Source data
=-=-=-=-=

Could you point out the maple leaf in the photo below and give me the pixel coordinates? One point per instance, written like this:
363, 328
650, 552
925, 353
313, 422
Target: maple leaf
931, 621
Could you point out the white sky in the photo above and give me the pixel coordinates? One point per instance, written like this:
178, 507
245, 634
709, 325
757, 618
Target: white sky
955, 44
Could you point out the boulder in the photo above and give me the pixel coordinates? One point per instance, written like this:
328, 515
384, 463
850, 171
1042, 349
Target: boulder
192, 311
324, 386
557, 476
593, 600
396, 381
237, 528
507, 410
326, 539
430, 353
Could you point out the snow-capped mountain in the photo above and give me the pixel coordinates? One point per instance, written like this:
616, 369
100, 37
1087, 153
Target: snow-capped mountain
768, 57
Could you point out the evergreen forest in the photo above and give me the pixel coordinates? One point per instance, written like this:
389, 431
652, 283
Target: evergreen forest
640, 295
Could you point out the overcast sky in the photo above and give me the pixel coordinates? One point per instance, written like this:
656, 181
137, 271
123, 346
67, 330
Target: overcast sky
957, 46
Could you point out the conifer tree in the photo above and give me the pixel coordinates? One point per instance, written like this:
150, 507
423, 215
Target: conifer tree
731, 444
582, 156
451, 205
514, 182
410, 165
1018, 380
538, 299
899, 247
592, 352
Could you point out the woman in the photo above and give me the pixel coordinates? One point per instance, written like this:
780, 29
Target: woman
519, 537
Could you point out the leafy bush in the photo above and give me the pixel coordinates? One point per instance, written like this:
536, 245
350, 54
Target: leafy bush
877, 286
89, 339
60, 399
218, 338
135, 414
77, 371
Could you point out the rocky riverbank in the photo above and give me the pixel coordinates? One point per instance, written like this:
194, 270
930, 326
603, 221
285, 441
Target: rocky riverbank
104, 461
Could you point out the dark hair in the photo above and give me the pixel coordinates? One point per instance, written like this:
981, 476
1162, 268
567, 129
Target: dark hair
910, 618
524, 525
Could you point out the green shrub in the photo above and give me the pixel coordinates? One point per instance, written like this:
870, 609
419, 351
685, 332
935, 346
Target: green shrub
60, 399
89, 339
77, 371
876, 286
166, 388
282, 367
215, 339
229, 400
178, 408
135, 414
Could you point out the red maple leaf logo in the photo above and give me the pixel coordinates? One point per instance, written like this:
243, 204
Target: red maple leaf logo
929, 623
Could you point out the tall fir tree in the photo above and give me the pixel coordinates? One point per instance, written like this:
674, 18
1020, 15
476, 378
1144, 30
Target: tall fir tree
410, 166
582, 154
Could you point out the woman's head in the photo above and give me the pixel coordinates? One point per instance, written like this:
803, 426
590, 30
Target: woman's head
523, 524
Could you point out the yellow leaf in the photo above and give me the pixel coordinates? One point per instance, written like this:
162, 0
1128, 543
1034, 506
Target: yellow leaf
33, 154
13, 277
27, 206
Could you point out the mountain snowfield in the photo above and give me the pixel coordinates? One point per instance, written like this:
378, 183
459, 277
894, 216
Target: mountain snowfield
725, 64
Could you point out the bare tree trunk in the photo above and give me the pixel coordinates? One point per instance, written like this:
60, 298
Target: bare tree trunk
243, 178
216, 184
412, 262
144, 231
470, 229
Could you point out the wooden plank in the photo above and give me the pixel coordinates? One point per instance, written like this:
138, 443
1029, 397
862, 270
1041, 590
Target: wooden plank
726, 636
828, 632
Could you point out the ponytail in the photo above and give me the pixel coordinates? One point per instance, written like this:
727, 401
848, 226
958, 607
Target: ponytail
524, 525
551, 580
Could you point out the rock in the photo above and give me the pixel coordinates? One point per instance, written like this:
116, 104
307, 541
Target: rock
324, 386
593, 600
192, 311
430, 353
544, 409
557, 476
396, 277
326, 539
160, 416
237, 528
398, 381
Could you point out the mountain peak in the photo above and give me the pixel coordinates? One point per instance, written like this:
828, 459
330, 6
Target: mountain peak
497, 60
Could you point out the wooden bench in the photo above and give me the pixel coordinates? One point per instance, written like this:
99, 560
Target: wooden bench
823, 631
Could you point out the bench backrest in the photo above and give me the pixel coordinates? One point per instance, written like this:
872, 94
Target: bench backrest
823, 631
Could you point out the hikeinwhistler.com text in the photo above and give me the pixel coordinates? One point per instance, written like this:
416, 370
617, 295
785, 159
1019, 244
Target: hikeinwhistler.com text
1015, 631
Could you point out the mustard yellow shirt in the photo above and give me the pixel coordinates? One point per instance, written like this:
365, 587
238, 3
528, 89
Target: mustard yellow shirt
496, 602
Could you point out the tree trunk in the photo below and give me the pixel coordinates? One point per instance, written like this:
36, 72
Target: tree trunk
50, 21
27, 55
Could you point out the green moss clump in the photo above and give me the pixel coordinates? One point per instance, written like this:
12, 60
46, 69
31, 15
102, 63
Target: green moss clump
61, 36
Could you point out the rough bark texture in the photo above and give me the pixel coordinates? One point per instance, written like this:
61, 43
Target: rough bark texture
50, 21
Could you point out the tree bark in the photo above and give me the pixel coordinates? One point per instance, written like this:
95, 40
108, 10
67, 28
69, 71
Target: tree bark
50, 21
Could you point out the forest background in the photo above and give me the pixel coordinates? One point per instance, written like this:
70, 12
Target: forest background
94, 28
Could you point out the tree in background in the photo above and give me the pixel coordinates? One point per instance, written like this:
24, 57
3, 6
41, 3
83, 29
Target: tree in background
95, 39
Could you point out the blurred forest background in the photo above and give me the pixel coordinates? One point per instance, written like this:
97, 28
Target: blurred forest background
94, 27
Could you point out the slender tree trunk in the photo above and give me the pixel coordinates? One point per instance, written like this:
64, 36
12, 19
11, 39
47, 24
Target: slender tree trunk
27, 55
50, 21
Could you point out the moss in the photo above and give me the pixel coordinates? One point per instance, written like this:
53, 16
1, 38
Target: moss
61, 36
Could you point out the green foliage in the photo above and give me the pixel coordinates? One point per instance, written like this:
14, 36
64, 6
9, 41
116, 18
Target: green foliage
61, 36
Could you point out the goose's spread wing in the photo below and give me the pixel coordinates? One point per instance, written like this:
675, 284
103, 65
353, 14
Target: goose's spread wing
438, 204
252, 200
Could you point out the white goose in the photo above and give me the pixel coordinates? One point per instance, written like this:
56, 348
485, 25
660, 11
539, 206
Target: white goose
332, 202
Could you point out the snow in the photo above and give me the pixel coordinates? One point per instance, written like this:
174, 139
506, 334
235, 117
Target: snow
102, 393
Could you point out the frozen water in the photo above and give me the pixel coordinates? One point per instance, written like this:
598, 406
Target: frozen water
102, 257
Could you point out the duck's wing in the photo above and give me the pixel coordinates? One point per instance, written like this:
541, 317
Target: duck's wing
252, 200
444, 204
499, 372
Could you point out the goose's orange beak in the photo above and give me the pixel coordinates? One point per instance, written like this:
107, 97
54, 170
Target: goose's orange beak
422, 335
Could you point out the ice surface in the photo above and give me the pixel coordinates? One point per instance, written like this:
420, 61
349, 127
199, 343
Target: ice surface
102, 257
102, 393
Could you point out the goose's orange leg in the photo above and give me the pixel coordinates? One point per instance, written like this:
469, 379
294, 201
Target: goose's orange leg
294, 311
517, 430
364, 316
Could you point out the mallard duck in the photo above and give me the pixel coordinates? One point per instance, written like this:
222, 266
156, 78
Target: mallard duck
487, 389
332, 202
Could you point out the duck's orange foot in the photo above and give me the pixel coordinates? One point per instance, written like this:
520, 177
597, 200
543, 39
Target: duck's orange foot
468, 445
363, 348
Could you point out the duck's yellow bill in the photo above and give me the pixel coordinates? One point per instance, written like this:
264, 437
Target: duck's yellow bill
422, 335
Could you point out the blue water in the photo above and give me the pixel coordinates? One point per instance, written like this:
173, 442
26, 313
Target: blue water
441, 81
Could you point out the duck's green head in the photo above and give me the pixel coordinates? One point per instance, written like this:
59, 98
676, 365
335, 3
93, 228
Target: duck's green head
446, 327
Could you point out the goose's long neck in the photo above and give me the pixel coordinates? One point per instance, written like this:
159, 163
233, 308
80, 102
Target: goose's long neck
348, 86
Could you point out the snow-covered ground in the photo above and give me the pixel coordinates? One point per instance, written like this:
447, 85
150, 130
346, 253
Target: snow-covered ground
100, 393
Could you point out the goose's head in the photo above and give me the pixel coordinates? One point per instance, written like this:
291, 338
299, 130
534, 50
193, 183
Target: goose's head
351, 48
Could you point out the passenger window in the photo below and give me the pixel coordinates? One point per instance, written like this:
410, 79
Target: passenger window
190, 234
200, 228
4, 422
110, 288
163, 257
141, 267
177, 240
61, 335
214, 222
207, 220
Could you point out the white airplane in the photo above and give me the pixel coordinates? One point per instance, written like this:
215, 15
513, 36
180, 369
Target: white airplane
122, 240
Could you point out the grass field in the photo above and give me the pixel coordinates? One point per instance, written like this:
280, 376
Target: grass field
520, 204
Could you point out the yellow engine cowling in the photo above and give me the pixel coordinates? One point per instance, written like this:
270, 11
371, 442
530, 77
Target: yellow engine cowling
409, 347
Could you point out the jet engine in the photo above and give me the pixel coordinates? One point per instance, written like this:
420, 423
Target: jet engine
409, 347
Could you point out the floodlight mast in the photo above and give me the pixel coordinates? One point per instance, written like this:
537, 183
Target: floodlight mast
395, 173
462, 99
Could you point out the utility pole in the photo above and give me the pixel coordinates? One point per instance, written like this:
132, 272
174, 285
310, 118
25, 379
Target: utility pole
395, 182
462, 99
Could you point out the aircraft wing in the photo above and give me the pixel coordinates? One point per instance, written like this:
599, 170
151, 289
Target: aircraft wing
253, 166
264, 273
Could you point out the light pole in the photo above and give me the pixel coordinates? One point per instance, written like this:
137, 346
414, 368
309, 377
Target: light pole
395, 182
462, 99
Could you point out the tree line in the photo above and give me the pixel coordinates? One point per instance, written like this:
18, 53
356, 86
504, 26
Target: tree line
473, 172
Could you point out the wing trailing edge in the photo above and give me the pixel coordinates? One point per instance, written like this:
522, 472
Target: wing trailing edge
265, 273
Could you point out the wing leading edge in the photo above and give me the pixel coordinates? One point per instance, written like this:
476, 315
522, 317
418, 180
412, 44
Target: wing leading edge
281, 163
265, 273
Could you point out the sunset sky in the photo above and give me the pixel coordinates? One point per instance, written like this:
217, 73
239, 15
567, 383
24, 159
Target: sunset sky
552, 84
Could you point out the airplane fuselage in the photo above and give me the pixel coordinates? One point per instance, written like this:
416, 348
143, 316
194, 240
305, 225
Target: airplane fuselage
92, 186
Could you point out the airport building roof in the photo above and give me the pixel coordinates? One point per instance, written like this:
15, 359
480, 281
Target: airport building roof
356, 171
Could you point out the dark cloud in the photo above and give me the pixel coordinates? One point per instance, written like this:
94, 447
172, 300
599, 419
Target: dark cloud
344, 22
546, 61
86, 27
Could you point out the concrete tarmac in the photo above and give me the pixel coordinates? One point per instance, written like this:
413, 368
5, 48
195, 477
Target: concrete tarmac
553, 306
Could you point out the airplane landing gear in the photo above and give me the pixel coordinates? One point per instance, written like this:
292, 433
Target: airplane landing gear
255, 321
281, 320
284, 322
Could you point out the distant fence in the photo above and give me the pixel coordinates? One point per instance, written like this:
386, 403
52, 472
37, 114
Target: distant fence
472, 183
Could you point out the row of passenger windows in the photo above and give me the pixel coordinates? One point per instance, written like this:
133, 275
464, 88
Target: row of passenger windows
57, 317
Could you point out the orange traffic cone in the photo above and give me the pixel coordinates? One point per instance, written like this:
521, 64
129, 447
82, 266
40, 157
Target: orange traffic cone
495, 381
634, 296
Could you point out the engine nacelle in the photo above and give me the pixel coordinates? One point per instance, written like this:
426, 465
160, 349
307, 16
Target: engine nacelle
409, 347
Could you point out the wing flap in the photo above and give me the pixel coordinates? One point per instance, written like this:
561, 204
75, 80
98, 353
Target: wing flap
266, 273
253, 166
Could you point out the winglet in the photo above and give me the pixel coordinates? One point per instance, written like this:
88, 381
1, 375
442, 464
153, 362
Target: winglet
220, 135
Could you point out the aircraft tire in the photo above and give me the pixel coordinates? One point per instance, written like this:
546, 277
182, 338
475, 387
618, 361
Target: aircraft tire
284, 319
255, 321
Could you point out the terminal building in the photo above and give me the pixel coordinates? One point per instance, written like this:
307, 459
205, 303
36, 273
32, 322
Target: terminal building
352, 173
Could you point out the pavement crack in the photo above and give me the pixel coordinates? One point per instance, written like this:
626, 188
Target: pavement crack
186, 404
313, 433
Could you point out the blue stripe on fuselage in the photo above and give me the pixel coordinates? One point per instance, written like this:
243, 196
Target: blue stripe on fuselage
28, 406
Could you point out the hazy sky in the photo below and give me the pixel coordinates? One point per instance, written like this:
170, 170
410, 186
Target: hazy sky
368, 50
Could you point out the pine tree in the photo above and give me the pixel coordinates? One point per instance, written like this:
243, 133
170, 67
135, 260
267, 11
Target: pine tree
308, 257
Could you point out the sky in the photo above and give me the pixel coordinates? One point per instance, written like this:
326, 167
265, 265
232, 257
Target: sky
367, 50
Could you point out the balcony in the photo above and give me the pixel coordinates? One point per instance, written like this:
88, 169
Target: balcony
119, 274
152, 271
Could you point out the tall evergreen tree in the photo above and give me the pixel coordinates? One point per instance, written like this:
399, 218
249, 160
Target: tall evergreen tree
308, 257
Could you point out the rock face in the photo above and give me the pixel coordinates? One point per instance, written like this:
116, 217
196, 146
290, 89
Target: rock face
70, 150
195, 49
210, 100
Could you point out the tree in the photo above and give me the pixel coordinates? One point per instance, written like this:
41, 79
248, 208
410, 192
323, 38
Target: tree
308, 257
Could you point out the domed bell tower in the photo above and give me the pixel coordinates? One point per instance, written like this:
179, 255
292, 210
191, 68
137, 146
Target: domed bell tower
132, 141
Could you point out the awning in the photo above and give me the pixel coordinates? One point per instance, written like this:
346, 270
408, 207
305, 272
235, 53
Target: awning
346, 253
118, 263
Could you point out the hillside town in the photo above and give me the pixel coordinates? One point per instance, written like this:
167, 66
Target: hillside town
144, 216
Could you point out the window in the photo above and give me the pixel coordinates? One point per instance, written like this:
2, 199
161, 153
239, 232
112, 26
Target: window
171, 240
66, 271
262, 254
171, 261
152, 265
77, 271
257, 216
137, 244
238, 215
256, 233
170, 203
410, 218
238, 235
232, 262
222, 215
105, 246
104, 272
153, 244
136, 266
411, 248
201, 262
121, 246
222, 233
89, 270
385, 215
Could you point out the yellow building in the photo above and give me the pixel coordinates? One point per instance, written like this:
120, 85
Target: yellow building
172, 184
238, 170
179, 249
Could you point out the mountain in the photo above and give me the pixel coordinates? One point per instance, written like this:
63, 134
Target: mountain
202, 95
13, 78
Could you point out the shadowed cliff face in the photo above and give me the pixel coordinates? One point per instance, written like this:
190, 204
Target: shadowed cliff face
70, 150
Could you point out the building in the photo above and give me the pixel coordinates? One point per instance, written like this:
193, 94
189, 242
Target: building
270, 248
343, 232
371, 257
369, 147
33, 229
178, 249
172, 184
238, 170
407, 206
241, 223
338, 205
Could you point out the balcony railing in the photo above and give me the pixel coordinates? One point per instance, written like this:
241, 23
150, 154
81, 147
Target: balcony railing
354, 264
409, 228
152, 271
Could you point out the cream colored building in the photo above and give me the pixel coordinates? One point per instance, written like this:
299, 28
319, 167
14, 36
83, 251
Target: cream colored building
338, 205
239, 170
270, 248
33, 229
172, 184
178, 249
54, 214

=-=-=-=-=

PROBLEM STATEMENT
Which lines in the records above hold the string "below"? Copy each of them.

FINISHED EXERCISE
Could you point out the maple leaf in the photo below and give me the pixel coordinates? One point per instance, written like this:
Could you point out the tree trunk in the photo below and give me the pixel coordinates? One point per instance, written like this:
Could you point out the goose's spread wing in the photo below and give me the pixel coordinates? One point per instance, written like this:
Could you point out the passenger window in the photo below and give me the pixel coordinates? One point per instance, written like this:
Could you point out the hazy sky in the photo below and give me the pixel coordinates? One point per instance, written like this:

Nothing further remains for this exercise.